Aim: Everything from the line that contains "the sky, placing a dot on each." through the last line of the listing must be copied exactly, with both of those lines included and no others.

Rows from a pointing dataset:
_ _ _ _ _

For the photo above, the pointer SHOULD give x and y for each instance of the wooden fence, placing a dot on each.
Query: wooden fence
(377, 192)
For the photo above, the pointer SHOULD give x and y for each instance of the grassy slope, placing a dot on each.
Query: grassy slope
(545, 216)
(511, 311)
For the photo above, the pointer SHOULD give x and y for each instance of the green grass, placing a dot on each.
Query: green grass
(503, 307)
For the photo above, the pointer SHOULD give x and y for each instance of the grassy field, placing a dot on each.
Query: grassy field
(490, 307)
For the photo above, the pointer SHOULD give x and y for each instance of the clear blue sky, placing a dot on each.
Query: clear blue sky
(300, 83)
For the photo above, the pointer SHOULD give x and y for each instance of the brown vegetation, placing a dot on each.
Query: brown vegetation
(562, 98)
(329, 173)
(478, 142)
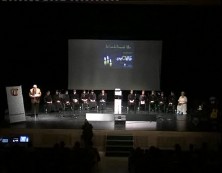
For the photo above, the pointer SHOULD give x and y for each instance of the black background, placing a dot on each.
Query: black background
(34, 46)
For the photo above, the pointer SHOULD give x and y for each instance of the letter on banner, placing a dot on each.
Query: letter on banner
(15, 104)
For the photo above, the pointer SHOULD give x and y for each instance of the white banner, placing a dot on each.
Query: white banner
(15, 104)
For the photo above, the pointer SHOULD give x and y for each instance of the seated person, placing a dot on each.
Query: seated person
(85, 100)
(153, 101)
(102, 100)
(131, 100)
(171, 105)
(48, 102)
(92, 100)
(142, 100)
(66, 101)
(57, 102)
(161, 101)
(182, 104)
(74, 98)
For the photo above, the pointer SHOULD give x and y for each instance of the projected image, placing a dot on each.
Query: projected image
(110, 64)
(118, 54)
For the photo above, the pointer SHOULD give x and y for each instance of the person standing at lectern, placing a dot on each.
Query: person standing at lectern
(35, 94)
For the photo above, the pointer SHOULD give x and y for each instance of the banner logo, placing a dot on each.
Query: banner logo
(14, 91)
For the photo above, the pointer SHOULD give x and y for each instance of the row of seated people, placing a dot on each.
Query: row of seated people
(72, 101)
(156, 102)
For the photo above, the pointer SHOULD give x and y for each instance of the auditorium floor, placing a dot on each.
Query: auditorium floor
(132, 120)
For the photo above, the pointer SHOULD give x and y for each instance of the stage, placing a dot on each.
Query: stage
(147, 128)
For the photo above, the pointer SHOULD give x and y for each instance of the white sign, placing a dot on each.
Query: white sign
(15, 104)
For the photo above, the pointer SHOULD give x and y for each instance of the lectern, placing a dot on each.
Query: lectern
(118, 101)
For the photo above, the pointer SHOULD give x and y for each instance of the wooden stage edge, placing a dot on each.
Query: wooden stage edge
(143, 139)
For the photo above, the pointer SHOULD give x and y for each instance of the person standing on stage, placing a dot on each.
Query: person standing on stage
(102, 100)
(35, 94)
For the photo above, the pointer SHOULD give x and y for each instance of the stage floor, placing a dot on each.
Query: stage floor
(128, 120)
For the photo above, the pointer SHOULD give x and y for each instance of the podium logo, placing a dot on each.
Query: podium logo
(14, 91)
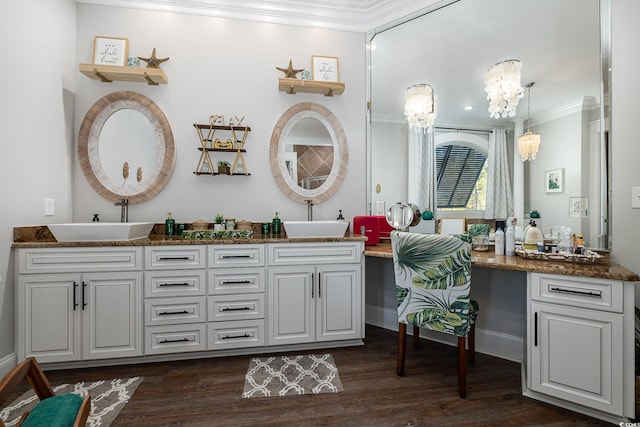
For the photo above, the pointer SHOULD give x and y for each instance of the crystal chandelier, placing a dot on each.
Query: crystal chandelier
(529, 143)
(420, 107)
(503, 88)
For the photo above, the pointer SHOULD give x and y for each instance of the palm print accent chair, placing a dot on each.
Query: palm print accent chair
(433, 283)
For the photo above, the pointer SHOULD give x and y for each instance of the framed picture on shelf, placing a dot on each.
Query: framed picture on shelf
(110, 50)
(553, 181)
(324, 68)
(577, 207)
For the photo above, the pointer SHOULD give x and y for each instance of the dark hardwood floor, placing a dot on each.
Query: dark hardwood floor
(207, 392)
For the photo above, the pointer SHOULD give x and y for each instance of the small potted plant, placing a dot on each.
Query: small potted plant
(218, 224)
(224, 168)
(480, 237)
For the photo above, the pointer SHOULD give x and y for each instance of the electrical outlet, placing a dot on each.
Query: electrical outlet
(49, 207)
(635, 197)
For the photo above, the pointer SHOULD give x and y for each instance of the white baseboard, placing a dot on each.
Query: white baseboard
(493, 343)
(7, 363)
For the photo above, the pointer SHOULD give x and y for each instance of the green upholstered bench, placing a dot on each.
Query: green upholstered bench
(65, 410)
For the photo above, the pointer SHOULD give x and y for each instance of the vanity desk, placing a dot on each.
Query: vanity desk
(574, 322)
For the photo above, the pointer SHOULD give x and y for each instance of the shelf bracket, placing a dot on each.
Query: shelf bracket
(150, 80)
(101, 76)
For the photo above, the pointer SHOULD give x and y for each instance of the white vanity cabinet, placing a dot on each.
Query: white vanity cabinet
(79, 303)
(175, 299)
(315, 292)
(236, 296)
(580, 342)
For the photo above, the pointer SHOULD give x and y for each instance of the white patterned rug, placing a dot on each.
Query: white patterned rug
(108, 397)
(291, 375)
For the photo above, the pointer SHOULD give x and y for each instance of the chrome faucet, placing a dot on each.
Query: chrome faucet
(309, 210)
(124, 210)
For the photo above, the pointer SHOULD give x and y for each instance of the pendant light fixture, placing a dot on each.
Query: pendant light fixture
(529, 143)
(420, 107)
(503, 88)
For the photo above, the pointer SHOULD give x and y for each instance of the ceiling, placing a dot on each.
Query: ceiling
(558, 43)
(448, 47)
(346, 15)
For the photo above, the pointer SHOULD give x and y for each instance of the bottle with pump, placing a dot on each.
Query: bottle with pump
(510, 241)
(275, 225)
(499, 242)
(169, 225)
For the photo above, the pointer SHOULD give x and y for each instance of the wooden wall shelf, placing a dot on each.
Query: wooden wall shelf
(109, 73)
(293, 86)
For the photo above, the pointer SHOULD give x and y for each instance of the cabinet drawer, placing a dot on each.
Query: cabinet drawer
(175, 338)
(583, 292)
(51, 260)
(169, 311)
(315, 253)
(236, 280)
(238, 334)
(236, 307)
(236, 255)
(169, 257)
(177, 283)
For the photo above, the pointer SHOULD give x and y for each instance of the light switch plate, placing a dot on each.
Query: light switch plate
(49, 207)
(635, 197)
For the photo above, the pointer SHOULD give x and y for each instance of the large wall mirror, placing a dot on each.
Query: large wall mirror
(563, 47)
(126, 148)
(309, 153)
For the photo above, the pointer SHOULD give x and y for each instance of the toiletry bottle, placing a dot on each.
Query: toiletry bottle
(579, 245)
(510, 241)
(169, 225)
(499, 241)
(275, 225)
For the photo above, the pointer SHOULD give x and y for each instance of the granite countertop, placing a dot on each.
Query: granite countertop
(41, 237)
(602, 269)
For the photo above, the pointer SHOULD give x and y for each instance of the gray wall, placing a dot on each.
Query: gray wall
(38, 87)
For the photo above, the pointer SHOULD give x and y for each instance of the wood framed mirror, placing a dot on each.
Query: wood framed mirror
(126, 148)
(308, 153)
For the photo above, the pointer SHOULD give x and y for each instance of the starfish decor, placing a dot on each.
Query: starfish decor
(290, 73)
(153, 61)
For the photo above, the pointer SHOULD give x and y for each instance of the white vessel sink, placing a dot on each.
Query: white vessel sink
(315, 228)
(100, 231)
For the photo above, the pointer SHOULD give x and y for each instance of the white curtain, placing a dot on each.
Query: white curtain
(421, 169)
(499, 194)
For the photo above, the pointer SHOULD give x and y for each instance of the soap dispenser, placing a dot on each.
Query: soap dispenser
(169, 225)
(275, 225)
(510, 241)
(499, 242)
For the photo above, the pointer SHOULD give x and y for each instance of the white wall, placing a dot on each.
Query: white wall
(36, 129)
(39, 142)
(223, 66)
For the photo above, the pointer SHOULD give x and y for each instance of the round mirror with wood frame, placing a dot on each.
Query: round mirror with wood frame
(278, 149)
(146, 184)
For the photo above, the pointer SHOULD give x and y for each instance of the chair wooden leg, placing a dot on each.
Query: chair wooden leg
(472, 345)
(462, 367)
(402, 347)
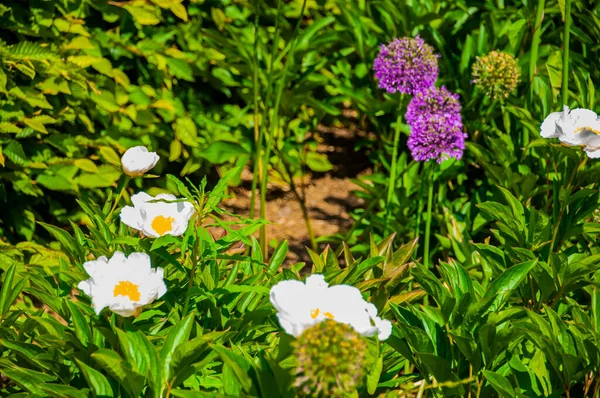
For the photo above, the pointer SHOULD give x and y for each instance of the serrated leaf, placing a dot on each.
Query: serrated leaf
(144, 14)
(219, 152)
(177, 335)
(186, 132)
(180, 11)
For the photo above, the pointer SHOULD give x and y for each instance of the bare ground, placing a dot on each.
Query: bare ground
(329, 197)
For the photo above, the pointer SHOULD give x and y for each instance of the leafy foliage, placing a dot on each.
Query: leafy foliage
(510, 306)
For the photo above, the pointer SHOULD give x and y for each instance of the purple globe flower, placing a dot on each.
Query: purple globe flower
(434, 101)
(406, 65)
(436, 125)
(437, 139)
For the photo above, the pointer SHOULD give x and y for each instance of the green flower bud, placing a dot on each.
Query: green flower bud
(331, 360)
(497, 74)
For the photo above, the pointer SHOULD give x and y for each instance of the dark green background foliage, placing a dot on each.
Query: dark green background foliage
(511, 306)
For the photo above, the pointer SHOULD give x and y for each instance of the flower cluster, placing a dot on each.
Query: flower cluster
(497, 74)
(577, 127)
(125, 284)
(436, 125)
(331, 360)
(410, 66)
(406, 65)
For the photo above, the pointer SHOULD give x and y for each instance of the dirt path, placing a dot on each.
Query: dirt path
(329, 197)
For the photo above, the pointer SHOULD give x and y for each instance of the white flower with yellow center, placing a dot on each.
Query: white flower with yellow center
(138, 160)
(577, 127)
(123, 284)
(302, 305)
(157, 216)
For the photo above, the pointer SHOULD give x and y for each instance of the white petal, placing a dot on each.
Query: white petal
(385, 328)
(131, 217)
(549, 128)
(288, 297)
(316, 281)
(85, 286)
(95, 266)
(139, 262)
(593, 153)
(138, 160)
(140, 198)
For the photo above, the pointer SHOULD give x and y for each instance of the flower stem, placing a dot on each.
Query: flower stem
(257, 136)
(563, 207)
(273, 129)
(121, 186)
(535, 45)
(195, 260)
(428, 218)
(567, 33)
(420, 207)
(392, 180)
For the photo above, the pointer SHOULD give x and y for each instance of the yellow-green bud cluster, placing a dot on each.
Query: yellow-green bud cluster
(497, 74)
(331, 360)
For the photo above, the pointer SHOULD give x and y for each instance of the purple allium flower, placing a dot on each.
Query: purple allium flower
(436, 139)
(406, 65)
(436, 125)
(434, 101)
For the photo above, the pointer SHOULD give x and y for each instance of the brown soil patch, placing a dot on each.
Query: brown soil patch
(329, 197)
(329, 201)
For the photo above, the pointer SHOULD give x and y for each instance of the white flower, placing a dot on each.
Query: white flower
(158, 218)
(123, 284)
(577, 127)
(138, 160)
(302, 305)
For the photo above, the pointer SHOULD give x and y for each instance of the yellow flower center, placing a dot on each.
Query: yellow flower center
(162, 224)
(127, 289)
(315, 313)
(587, 128)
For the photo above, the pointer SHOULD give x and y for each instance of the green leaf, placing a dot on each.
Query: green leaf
(14, 152)
(7, 288)
(374, 375)
(219, 152)
(215, 196)
(441, 369)
(114, 365)
(186, 132)
(27, 378)
(82, 326)
(184, 356)
(62, 391)
(178, 334)
(500, 383)
(278, 257)
(56, 182)
(238, 366)
(96, 381)
(144, 14)
(318, 162)
(67, 241)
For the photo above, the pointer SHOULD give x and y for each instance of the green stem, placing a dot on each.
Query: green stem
(567, 33)
(258, 165)
(270, 138)
(535, 45)
(563, 207)
(428, 219)
(195, 260)
(392, 180)
(420, 207)
(257, 135)
(122, 185)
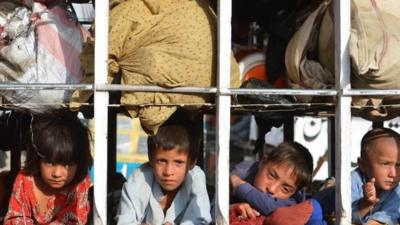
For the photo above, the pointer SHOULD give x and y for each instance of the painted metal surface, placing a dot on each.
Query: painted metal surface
(101, 114)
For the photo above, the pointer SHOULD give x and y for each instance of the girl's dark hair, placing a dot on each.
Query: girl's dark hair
(296, 155)
(60, 139)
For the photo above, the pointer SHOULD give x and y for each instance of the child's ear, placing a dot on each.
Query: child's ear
(361, 164)
(192, 164)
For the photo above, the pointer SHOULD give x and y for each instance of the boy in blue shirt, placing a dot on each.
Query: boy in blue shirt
(375, 189)
(276, 181)
(170, 188)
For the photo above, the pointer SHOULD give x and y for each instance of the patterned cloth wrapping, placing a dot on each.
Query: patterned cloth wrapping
(168, 43)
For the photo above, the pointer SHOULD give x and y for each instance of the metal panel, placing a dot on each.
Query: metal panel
(101, 114)
(343, 113)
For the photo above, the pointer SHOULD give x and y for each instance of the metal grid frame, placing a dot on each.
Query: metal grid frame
(222, 93)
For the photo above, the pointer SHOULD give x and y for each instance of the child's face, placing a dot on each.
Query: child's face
(383, 164)
(276, 179)
(170, 167)
(57, 176)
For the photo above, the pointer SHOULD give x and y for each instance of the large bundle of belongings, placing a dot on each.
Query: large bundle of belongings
(374, 47)
(168, 43)
(40, 42)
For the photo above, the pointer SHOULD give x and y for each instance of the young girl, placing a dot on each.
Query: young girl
(53, 186)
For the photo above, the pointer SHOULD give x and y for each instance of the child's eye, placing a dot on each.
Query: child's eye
(47, 163)
(285, 190)
(270, 175)
(161, 161)
(179, 163)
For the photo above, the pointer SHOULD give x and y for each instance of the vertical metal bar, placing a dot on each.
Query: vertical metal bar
(223, 111)
(101, 114)
(343, 112)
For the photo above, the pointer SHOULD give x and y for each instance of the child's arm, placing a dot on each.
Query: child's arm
(198, 208)
(77, 211)
(135, 196)
(18, 211)
(262, 202)
(369, 200)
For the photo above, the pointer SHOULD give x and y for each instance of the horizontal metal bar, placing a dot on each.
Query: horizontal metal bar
(246, 91)
(209, 90)
(204, 90)
(151, 88)
(363, 92)
(47, 86)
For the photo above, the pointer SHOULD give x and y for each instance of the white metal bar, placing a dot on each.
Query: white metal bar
(359, 92)
(47, 86)
(152, 88)
(319, 92)
(207, 90)
(343, 113)
(101, 113)
(223, 111)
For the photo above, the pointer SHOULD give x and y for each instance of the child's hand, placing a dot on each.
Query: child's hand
(236, 181)
(370, 196)
(244, 210)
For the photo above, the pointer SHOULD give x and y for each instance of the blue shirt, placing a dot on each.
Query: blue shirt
(386, 211)
(141, 196)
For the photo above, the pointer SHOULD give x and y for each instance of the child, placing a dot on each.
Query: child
(53, 186)
(375, 190)
(276, 181)
(169, 189)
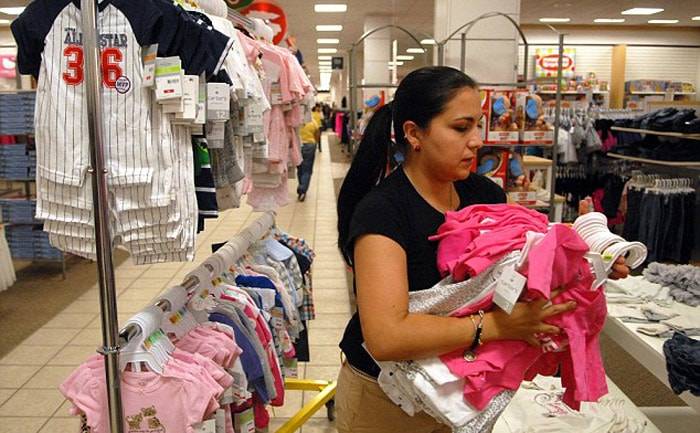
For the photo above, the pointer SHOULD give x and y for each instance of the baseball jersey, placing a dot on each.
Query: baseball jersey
(49, 40)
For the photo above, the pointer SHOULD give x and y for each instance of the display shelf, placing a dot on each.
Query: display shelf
(661, 133)
(685, 164)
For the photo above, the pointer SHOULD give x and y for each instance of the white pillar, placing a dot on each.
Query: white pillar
(492, 54)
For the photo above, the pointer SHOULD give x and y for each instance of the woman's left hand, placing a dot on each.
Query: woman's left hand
(619, 270)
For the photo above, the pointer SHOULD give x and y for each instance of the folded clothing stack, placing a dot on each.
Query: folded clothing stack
(683, 363)
(683, 281)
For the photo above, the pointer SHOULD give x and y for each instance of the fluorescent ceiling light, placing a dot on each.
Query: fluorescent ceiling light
(555, 20)
(642, 11)
(329, 28)
(332, 7)
(609, 20)
(13, 10)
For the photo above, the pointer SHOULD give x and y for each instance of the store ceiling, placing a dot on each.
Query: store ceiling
(417, 16)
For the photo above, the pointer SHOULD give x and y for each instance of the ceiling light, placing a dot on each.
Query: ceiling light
(555, 20)
(12, 10)
(333, 7)
(609, 20)
(329, 28)
(642, 11)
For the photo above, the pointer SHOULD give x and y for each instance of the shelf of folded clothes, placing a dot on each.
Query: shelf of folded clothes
(687, 164)
(643, 315)
(662, 133)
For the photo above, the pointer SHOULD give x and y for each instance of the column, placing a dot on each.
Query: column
(492, 44)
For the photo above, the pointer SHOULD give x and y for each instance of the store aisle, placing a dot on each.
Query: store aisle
(29, 375)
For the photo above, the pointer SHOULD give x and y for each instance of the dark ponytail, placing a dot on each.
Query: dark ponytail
(421, 96)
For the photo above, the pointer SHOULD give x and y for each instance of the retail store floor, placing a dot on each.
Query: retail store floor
(63, 329)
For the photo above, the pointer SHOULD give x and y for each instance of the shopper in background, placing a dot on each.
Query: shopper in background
(310, 138)
(384, 223)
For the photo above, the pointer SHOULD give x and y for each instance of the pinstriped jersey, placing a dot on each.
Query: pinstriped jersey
(50, 47)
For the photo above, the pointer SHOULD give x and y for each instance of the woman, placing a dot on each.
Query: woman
(383, 234)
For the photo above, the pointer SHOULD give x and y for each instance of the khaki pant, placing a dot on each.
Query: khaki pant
(362, 407)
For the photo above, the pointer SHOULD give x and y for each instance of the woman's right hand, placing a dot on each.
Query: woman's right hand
(525, 321)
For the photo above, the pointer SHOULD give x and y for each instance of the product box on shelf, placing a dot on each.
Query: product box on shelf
(501, 125)
(534, 128)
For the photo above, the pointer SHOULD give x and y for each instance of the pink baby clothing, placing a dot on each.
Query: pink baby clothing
(555, 262)
(474, 238)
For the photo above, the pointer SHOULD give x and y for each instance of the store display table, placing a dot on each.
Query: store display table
(648, 351)
(631, 411)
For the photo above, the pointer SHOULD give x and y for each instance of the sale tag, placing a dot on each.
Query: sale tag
(508, 289)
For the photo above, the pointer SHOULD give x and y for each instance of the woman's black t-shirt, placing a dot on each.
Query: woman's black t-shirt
(396, 210)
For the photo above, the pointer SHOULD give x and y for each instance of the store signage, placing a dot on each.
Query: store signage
(272, 13)
(547, 59)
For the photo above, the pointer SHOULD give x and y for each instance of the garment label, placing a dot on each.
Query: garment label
(168, 78)
(149, 54)
(208, 426)
(218, 101)
(215, 134)
(244, 422)
(508, 289)
(598, 267)
(190, 97)
(277, 320)
(220, 417)
(201, 117)
(290, 367)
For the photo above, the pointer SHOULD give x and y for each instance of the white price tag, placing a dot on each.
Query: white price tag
(508, 289)
(220, 418)
(208, 426)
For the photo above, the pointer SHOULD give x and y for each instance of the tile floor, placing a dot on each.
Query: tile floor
(29, 375)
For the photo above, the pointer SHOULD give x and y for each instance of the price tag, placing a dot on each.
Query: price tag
(208, 426)
(508, 289)
(168, 78)
(220, 418)
(149, 54)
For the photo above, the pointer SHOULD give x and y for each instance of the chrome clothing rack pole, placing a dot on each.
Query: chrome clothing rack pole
(103, 239)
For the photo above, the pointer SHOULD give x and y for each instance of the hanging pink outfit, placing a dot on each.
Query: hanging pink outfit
(555, 262)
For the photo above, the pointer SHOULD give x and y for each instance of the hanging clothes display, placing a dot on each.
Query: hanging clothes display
(220, 352)
(147, 133)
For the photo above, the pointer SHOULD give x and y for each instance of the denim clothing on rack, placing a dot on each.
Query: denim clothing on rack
(683, 363)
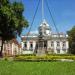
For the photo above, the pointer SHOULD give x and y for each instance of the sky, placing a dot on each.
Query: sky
(63, 12)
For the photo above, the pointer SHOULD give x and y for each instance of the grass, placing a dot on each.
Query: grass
(37, 68)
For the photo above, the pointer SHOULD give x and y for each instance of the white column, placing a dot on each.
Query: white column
(28, 45)
(55, 51)
(67, 46)
(34, 45)
(61, 51)
(22, 44)
(12, 48)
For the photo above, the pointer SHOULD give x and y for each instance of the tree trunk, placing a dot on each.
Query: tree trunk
(1, 48)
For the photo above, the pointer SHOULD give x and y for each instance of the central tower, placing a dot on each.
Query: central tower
(44, 31)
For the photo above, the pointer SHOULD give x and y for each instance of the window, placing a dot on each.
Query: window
(31, 45)
(52, 43)
(58, 43)
(64, 43)
(25, 44)
(58, 50)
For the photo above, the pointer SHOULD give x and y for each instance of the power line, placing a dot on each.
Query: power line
(33, 17)
(52, 17)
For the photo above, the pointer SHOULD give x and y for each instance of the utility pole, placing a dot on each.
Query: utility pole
(42, 10)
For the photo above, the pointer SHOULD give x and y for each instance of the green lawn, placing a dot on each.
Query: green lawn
(37, 68)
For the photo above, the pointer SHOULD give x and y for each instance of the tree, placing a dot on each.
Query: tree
(12, 21)
(71, 39)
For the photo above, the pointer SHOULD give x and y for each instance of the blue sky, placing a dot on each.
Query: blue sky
(63, 12)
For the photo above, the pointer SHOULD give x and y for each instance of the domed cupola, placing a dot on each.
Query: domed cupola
(44, 29)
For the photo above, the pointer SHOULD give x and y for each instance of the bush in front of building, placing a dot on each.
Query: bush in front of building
(44, 58)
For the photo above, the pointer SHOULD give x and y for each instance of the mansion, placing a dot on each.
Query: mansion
(44, 41)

_ _ _ _ _

Result:
For the photo above, the pointer SHOULD give x and y for each instance of the sky, placing a dot on each.
Query: sky
(63, 12)
For the photo above, the pointer SHOULD give x and y for each instance of the grass, placing a dot on each.
Query: grass
(37, 68)
For the photo above, the pointer SHOULD give x and y for each instance of the white column, placing a dot on each.
Query: white column
(28, 45)
(55, 51)
(67, 46)
(34, 45)
(61, 51)
(22, 44)
(12, 48)
For the photo above, the pointer SHOULD give x and y for each instance of the tree trunk, placing a dot on each.
Query: tree trunk
(1, 48)
For the photo above, the pointer SHOULD give x and y for each instance of the central tower, placing a dot on each.
Query: central tower
(44, 31)
For the photo above, the pointer SHOULD give x and y for each instance of the window, placing a dot on each.
Query: window
(31, 45)
(52, 43)
(58, 43)
(64, 43)
(25, 44)
(58, 50)
For the photo above, the pointer SHOULD give x and y for each instance of the power line, placing a dot on each.
Query: power line
(33, 17)
(52, 17)
For the photo above, the pointer SHOULD give x and y for each instance of the utility pole, placing a dot on each.
Query: utility pole
(42, 10)
For the photo above, the pointer SHOULD give x and y for each instance of the green lawn, placing a dot on each.
Query: green lawn
(37, 68)
For the photo above, the pointer SHOULD give x and y for each instance of the tree, placing a dot on each.
Query: tree
(12, 21)
(71, 39)
For the photo above, the pointer SHOULD give x and y for each instance of the blue sky, placing a dot on each.
Query: blue sky
(63, 12)
For the photo above, the pointer SHOULD give x and y for each instance of the domed cupola, placing a dot on each.
Query: domed cupola
(44, 29)
For the photo above, the pointer SHOULD give x and y for each instance of the bush in front of building, placing a dot on each.
Query: bush in front of building
(44, 58)
For the photo above, the pointer SHOULD give x and y for each instance of the mansion, placing a dot on each.
Query: mansion
(44, 41)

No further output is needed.